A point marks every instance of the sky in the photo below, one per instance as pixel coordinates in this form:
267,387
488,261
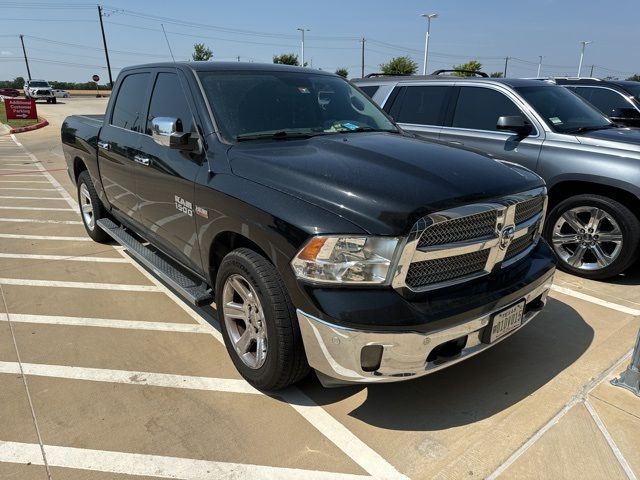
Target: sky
63,39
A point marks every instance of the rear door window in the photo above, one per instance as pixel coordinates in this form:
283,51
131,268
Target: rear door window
479,108
129,107
168,100
422,105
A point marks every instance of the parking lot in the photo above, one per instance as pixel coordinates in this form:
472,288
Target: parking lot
107,374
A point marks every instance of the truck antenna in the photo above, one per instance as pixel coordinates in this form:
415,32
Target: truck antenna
184,91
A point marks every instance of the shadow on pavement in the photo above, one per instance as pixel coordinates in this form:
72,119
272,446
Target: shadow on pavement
478,387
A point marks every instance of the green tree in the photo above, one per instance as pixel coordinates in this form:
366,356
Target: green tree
471,65
286,59
399,66
201,53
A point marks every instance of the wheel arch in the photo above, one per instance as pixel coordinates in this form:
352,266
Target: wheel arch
565,189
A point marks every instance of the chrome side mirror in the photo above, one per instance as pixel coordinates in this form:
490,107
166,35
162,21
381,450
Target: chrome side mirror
162,128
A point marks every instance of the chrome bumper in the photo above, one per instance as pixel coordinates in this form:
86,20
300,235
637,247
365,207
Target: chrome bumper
335,351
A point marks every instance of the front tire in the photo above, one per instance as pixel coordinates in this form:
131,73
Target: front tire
91,208
258,321
593,236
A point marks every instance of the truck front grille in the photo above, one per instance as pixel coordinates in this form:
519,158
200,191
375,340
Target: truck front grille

What you have to do - If a line in the material above holds the word "grille", count it, then give the total as a bare number.

Answer for the task - 2